* start *

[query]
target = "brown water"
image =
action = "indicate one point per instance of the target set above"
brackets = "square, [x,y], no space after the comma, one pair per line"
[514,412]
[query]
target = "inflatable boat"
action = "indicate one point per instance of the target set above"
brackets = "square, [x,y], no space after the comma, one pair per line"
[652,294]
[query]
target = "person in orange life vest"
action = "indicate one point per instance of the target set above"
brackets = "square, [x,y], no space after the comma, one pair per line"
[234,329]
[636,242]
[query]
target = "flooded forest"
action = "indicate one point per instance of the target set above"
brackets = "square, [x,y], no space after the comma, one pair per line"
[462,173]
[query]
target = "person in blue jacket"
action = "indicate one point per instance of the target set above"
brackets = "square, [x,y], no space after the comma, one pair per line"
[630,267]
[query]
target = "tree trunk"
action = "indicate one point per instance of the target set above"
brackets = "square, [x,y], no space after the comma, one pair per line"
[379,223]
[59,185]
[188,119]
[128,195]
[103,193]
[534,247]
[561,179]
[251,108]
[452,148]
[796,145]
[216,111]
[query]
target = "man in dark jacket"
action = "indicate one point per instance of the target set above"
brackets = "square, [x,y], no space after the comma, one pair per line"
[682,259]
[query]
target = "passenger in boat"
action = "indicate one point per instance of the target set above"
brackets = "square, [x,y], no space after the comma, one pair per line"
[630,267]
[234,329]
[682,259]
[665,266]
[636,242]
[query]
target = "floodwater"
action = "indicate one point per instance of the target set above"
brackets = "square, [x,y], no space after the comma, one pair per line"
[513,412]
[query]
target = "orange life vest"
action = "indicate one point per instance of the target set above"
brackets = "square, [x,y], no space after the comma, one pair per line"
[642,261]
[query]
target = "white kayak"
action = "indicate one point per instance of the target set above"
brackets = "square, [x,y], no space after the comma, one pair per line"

* end *

■ Instructions for the task ■
Copy out all of the records shown above exactly.

■ Correct output ■
[query]
target = "brown water"
image =
action = "indicate one point per instance of the target set above"
brackets = "square, [x,y], no space after the comma, one pair per line"
[514,412]
[query]
target = "inflatable boat"
action = "indicate one point per instance of the target set above"
brackets = "square, [x,y], no space after the comma, one pair per line"
[652,294]
[query]
target = "person in orange life vest"
action = "indicate one point per instance of the target set above"
brackets = "square, [x,y], no space after the comma, one pair per line"
[234,329]
[636,242]
[query]
target = "flooded forest"
action = "indicate one point per instance of the target set above"
brackets = "square, [x,y], no space after the comma, one pair per line"
[462,173]
[query]
target = "person in blue jacket"
action = "indicate one point per instance of the target set above"
brackets = "square, [x,y], no space after the comma, one pair per line"
[630,267]
[query]
target = "tree trunk"
action = "indicate one point per instance of the target set above"
brackets = "square, [x,y], no space after the comma, one pair per line"
[379,223]
[59,185]
[188,119]
[128,195]
[103,193]
[534,247]
[561,179]
[251,108]
[452,148]
[796,145]
[216,111]
[query]
target = "man in dark jacket"
action = "indicate one point per instance of the target set above"
brackets = "square, [x,y], no space after the comma, one pair per line"
[682,259]
[query]
target = "passenger in boat"
action = "indicate one point per instance of the target set above"
brackets = "square, [x,y], no space after the comma, one pair per line"
[630,267]
[234,329]
[682,259]
[665,266]
[636,242]
[query]
target = "floodwater"
action = "indicate one point per instance of the target set above"
brackets = "square, [x,y], no space after the comma, one pair per line"
[513,412]
[query]
target = "orange life vest"
action = "indicate one point per instance of the target set above"
brackets = "square, [x,y], no space after the comma, one pair per line"
[642,261]
[query]
target = "white kayak"
action = "indicate one point per instance of the target set above"
brackets = "square, [x,y], no space after the comma, one pair per line"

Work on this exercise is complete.